• **What is expected**:
Copy out all of the lines below, requests included, and shift every outline point in the answers by adding 149 to both its x and its y number.

○ ○ ○ ○

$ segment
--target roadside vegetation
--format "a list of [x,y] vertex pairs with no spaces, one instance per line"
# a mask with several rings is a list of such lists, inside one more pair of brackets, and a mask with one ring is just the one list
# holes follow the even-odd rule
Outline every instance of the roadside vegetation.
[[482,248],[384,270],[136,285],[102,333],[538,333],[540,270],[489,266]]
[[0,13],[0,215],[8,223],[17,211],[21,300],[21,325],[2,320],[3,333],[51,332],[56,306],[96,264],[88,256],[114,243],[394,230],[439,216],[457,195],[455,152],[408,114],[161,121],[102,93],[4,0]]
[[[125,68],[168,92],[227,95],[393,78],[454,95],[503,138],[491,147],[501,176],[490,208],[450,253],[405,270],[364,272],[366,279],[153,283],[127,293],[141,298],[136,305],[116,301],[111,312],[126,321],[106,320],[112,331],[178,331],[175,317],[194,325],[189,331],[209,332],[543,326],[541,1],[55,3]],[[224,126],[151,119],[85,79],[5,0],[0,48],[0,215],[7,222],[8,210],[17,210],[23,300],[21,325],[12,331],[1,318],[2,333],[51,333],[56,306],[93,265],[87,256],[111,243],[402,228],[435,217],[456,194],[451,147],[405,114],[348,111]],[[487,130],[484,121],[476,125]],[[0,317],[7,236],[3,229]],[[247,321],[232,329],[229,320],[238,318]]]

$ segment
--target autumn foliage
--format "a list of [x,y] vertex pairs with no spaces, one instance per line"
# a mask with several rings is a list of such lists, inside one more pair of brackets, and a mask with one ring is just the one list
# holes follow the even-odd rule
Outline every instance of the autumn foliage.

○ ○ ○ ○

• **Task output**:
$ segment
--target roadside vegetation
--format "a list of [x,y] vertex pairs with no spaces, one instance per line"
# a mask with several rings is a list of such lists, inside one more pair of brackets, and a mask with one ring is just the one list
# holes follow the even-odd rule
Outline every instance of the roadside vegetation.
[[631,397],[533,419],[285,434],[251,482],[687,482],[689,419],[638,415]]
[[149,162],[149,364],[157,372],[166,360],[170,449],[170,474],[151,469],[152,482],[200,481],[205,455],[245,413],[237,405],[263,392],[543,379],[588,365],[606,344],[604,301],[557,263],[310,270],[251,242],[153,149]]
[[[274,217],[317,241],[376,244],[542,227],[603,244],[652,287],[640,296],[650,325],[639,357],[599,402],[554,419],[513,421],[515,428],[302,432],[276,442],[290,447],[285,454],[265,450],[260,461],[275,470],[255,469],[261,480],[327,480],[324,466],[343,474],[338,480],[358,481],[692,475],[690,150],[204,152]],[[373,275],[300,268],[234,228],[154,149],[149,197],[149,364],[156,371],[157,359],[166,359],[172,449],[170,474],[161,480],[150,467],[151,482],[200,482],[205,455],[242,414],[236,405],[260,392],[551,377],[584,366],[605,343],[600,296],[554,263],[497,260]],[[636,279],[633,270],[625,274]],[[149,466],[156,385],[152,378]],[[396,470],[381,478],[378,469],[387,467]]]

$ segment
--target autumn foliage
--format "a list of [x,y] vertex pairs with no spaces, one instance per line"
# a mask with several rings is a list of such lists, inside one more pair of brackets, and a mask with one ring is just the one list
# holes follow the even-odd rule
Outline every instance of the autumn foliage.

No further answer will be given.